[OBJECTIVE]
Copy the data from the line containing "# draw the outline of every instance of the woman's" down to the line containing "134), (27, 137)]", including both of those lines, replacing "woman's hand" with "child's hand" and keeping everything else unchanged. Leave the pictures out of your copy.

[DATASET ROWS]
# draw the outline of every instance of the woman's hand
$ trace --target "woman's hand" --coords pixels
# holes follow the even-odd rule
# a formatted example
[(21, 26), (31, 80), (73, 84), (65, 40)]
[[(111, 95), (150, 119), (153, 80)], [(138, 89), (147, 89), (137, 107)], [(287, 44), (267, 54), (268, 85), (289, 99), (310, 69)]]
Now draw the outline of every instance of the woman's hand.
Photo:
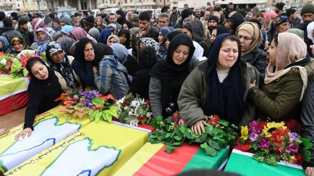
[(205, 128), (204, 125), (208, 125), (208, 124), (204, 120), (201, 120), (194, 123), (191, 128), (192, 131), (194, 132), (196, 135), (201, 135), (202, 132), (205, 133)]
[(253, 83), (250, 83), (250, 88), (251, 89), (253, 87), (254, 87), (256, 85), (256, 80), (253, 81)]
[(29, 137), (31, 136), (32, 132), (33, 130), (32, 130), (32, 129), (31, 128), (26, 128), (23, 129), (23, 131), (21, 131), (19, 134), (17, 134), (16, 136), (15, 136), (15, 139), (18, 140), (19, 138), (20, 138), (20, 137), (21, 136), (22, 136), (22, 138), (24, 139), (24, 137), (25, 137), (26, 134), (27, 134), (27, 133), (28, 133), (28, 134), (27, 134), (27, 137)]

---

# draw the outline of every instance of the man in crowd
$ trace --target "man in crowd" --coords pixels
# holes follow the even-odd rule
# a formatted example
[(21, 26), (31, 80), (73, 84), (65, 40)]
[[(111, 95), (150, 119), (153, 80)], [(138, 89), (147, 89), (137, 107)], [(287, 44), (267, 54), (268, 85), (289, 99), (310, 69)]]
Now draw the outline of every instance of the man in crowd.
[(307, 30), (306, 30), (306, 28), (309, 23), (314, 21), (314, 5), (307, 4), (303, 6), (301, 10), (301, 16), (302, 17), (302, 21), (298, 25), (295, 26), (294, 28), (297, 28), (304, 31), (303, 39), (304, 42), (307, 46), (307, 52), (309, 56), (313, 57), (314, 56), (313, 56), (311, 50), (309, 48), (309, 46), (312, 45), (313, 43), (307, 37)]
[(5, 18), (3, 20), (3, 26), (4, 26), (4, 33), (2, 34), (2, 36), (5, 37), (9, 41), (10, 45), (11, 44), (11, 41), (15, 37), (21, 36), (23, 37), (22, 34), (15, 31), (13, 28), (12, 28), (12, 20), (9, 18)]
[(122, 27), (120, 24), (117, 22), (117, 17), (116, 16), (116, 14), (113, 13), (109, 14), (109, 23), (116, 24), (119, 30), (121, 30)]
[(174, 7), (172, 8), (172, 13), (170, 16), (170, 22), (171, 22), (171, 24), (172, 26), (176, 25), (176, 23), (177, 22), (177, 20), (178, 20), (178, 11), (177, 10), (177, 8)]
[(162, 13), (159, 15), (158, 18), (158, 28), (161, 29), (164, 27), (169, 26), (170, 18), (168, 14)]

[RESPONSE]
# draw the outline of every instance of the child's hand
$ trace --target "child's hand" --coords pixels
# holes follow the even-odd rule
# a formatted example
[(21, 26), (31, 80), (73, 84), (65, 40)]
[[(111, 95), (150, 119), (153, 80)], [(138, 89), (147, 89), (137, 107)], [(287, 44), (267, 54), (268, 85), (289, 99), (310, 69)]]
Now draw the outline of every instance of the child's hand.
Photo:
[(205, 128), (204, 125), (208, 125), (208, 124), (204, 120), (201, 120), (194, 123), (191, 128), (192, 131), (194, 132), (196, 135), (201, 135), (202, 132), (205, 133)]
[(253, 83), (250, 83), (250, 88), (251, 89), (253, 87), (254, 87), (256, 85), (256, 80), (253, 81)]
[(29, 137), (31, 136), (32, 132), (33, 130), (32, 130), (32, 129), (31, 128), (26, 128), (23, 129), (23, 131), (21, 131), (19, 134), (17, 134), (16, 136), (15, 136), (15, 139), (18, 140), (19, 138), (20, 138), (20, 137), (21, 136), (22, 136), (22, 138), (24, 139), (24, 137), (25, 137), (26, 134), (27, 134), (27, 133), (28, 133), (28, 134), (27, 134), (27, 137)]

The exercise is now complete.